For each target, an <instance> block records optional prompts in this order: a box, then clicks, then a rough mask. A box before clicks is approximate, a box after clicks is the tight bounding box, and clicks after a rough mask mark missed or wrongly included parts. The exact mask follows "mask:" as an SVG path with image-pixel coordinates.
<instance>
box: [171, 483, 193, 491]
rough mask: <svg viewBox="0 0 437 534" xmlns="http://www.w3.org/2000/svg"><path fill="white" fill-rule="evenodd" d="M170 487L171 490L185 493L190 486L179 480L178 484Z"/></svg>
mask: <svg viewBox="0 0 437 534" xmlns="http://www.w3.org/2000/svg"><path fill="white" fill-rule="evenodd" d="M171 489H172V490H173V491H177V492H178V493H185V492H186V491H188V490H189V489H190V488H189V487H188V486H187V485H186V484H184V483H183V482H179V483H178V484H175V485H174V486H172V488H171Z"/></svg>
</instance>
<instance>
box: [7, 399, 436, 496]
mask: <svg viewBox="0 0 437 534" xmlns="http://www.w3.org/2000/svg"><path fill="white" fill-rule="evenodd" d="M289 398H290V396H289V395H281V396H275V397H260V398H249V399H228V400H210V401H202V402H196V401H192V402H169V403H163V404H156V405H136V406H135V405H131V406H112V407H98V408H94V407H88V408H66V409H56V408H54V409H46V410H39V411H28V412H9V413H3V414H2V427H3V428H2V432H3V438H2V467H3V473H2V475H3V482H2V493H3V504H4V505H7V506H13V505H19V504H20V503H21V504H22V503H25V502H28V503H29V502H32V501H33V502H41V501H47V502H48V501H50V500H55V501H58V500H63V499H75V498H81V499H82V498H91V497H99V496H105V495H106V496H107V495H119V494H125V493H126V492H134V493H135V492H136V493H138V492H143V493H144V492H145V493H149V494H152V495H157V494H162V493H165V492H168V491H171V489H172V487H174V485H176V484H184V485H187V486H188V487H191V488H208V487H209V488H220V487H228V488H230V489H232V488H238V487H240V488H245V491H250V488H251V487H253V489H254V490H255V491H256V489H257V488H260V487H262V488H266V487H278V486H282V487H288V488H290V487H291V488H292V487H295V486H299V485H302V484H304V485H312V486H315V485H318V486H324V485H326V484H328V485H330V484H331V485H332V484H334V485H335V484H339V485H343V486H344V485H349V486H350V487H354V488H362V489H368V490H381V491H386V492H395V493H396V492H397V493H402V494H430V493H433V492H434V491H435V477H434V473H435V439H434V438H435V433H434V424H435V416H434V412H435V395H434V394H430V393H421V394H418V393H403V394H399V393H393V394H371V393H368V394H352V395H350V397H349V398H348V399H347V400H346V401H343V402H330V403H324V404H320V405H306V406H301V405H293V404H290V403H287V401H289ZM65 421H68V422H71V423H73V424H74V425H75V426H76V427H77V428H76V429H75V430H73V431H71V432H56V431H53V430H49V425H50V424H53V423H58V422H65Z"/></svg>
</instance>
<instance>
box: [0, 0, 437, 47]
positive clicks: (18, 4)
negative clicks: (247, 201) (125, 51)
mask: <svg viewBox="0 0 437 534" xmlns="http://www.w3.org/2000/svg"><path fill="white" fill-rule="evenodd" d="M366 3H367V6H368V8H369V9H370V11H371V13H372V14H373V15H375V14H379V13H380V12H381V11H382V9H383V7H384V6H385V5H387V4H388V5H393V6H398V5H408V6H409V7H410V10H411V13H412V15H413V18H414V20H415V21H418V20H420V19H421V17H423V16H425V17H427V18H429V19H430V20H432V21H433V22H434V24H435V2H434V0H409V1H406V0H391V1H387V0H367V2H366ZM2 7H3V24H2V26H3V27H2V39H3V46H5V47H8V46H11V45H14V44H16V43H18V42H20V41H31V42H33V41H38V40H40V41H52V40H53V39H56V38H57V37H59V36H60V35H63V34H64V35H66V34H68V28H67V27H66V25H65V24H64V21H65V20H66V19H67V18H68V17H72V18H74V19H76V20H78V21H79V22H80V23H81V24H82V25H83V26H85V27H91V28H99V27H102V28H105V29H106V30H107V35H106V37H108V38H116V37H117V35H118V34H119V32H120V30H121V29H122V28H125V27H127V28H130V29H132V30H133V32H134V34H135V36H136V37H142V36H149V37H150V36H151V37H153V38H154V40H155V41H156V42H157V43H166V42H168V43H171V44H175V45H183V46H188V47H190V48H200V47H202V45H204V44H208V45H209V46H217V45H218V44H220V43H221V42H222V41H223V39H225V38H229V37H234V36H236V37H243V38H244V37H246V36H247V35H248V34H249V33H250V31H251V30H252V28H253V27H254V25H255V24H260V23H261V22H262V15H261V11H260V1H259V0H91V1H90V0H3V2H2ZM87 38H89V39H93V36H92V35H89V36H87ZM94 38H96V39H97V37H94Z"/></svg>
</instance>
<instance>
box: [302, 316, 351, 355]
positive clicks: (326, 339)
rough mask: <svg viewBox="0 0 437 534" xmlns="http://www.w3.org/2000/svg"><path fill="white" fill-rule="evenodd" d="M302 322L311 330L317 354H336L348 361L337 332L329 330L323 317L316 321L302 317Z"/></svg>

____

Set the entries down again, unchanged and complete.

> _Expected output_:
For each target, an <instance> block records optional prompts in this order: a box, then clicks, then a rough mask. A box before clicks is approximate, a box after clicks is the tight bounding box, and clicks after a rough mask mark missed or wrongly included parts. The exact mask follows "mask:" as an SVG path with image-pixel coordinates.
<instance>
box: [171, 483, 193, 491]
rough mask: <svg viewBox="0 0 437 534" xmlns="http://www.w3.org/2000/svg"><path fill="white" fill-rule="evenodd" d="M170 487L171 490L185 493L190 486L179 480L178 484Z"/></svg>
mask: <svg viewBox="0 0 437 534" xmlns="http://www.w3.org/2000/svg"><path fill="white" fill-rule="evenodd" d="M171 489H172V490H173V491H177V492H178V493H185V492H186V491H188V490H189V489H190V488H189V487H188V486H187V485H186V484H184V483H183V482H179V483H178V484H175V485H174V486H172V488H171Z"/></svg>
</instance>
<instance>
box: [7, 399, 436, 496]
mask: <svg viewBox="0 0 437 534" xmlns="http://www.w3.org/2000/svg"><path fill="white" fill-rule="evenodd" d="M289 398H290V396H289V395H281V396H275V397H260V398H249V399H228V400H210V401H202V402H196V401H192V402H169V403H163V404H156V405H136V406H135V405H131V406H112V407H98V408H94V407H88V408H66V409H56V408H54V409H46V410H39V411H28V412H9V413H3V414H2V427H3V428H2V432H3V438H2V467H3V473H2V475H3V482H2V493H3V504H4V505H7V506H13V505H19V504H20V503H21V504H22V503H25V502H28V503H29V502H32V501H33V502H41V501H47V502H48V501H50V500H55V501H58V500H63V499H75V498H81V499H82V498H91V497H99V496H105V495H106V496H107V495H119V494H125V493H126V492H134V493H135V492H136V493H138V492H143V493H144V492H145V493H149V494H152V495H157V494H162V493H165V492H168V491H171V489H172V487H174V485H176V484H184V485H187V486H188V487H191V488H208V487H209V488H220V487H228V488H230V489H232V488H238V487H240V488H245V491H250V488H251V487H253V489H254V490H255V491H256V489H257V488H260V487H262V488H266V487H278V486H282V487H288V488H290V487H291V488H292V487H295V486H299V485H302V484H304V485H312V486H315V485H318V486H324V485H326V484H328V485H330V484H331V485H332V484H334V485H335V484H339V485H343V486H344V485H349V486H350V487H354V488H362V489H368V490H381V491H386V492H395V493H396V492H397V493H402V494H430V493H433V492H434V491H435V477H434V473H435V439H434V438H435V433H434V424H435V416H434V412H435V395H434V394H430V393H421V394H418V393H403V394H399V393H393V394H371V393H368V394H352V395H350V397H349V398H348V399H347V400H346V401H343V402H330V403H324V404H320V405H306V406H301V405H293V404H290V403H287V401H289ZM65 421H68V422H71V423H73V424H74V425H75V426H76V427H77V428H76V429H75V430H73V431H71V432H56V431H53V430H49V425H50V424H53V423H58V422H65Z"/></svg>
</instance>
<instance>
box: [0, 0, 437, 47]
positive clicks: (18, 4)
negative clicks: (247, 201) (125, 51)
mask: <svg viewBox="0 0 437 534" xmlns="http://www.w3.org/2000/svg"><path fill="white" fill-rule="evenodd" d="M366 3H367V6H368V8H369V9H370V11H371V13H372V14H373V15H375V14H379V13H380V12H381V11H382V9H383V7H384V6H385V5H387V4H388V5H393V6H398V5H408V6H409V7H410V10H411V13H412V15H413V18H414V20H415V21H418V20H420V19H421V17H423V16H425V17H427V18H429V19H430V20H432V21H433V22H434V24H435V2H434V0H409V1H406V0H391V1H387V0H367V2H366ZM2 7H3V24H2V26H3V27H2V39H3V46H5V47H8V46H11V45H14V44H16V43H18V42H20V41H31V42H33V41H38V40H40V41H52V40H53V39H56V38H57V37H59V36H60V35H63V34H64V35H66V34H68V28H67V27H66V25H65V24H64V21H65V20H66V19H67V18H68V17H72V18H74V19H76V20H78V21H79V22H80V23H81V24H82V25H83V26H85V27H91V28H99V27H102V28H105V29H106V30H107V35H106V37H108V38H116V37H117V35H118V34H119V32H120V30H121V29H122V28H125V27H127V28H130V29H132V30H133V32H134V34H135V36H136V37H142V36H149V37H150V36H151V37H153V38H154V40H155V41H156V42H157V43H166V42H168V43H171V44H175V45H183V46H188V47H190V48H200V47H202V45H204V44H208V45H209V46H217V45H218V44H220V43H221V42H222V41H223V39H225V38H229V37H234V36H236V37H243V38H244V37H246V36H247V35H248V34H249V33H250V31H251V30H252V28H253V27H254V25H255V24H260V23H261V22H262V15H261V11H260V1H259V0H91V1H90V0H3V2H2ZM87 38H89V39H93V36H92V35H89V36H87ZM94 38H96V39H97V37H94Z"/></svg>
</instance>
<instance>
box: [302, 316, 351, 355]
positive clicks: (326, 339)
rough mask: <svg viewBox="0 0 437 534" xmlns="http://www.w3.org/2000/svg"><path fill="white" fill-rule="evenodd" d="M302 322L311 330L317 354H336L348 361L337 332L329 330L323 317L316 321L302 317Z"/></svg>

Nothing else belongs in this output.